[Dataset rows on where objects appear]
-----
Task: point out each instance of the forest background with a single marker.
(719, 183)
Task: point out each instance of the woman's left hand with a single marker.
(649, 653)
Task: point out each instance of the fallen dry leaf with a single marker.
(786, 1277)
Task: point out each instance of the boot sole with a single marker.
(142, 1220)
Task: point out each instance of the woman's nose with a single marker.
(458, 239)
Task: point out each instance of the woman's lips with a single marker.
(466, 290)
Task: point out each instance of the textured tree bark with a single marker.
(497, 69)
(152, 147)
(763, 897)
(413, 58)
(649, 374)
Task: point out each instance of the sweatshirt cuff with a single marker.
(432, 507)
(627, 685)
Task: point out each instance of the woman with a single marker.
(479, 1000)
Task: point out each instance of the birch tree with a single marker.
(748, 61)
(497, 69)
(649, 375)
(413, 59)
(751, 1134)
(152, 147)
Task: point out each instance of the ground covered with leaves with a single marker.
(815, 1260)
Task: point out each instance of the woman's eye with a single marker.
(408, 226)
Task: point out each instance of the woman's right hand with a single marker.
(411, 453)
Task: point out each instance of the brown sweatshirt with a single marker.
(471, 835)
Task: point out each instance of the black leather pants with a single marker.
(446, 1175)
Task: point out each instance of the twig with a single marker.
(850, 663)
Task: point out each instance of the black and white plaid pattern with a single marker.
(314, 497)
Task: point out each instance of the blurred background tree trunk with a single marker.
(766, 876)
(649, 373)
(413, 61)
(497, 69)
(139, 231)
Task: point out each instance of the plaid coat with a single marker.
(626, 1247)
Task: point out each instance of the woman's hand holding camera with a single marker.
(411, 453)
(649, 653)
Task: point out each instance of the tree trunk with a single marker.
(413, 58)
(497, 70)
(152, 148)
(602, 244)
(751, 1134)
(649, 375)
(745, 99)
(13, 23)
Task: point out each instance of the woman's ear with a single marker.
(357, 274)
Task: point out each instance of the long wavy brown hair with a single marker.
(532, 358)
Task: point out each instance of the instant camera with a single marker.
-----
Required work → Copy out, unchanged, the part of the material that opens with the line containing "Task: point out each instance of the black and" and runs through to the end of the material, both ends included.

Task response →
Task: point out each instance of the black and white plaid pattern with a single marker.
(314, 497)
Task: point out each instance of the blurred background tree trunk with a single marker.
(766, 876)
(649, 373)
(413, 61)
(497, 69)
(139, 231)
Task: point out each instance of the plaid coat with a single marker.
(626, 1247)
Task: point out each instance of the woman's hand holding camera with a single marker.
(411, 453)
(649, 653)
Task: point out each instance of the tree trunk with a single marker.
(413, 58)
(497, 70)
(152, 148)
(602, 244)
(751, 1134)
(649, 375)
(745, 99)
(13, 23)
Task: point out each instance of the woman's ear with a single marker.
(357, 274)
Task: point out each instance of the long wavy brown hair with a single marker.
(532, 358)
Task: point out each instance of the instant camera with a single marker.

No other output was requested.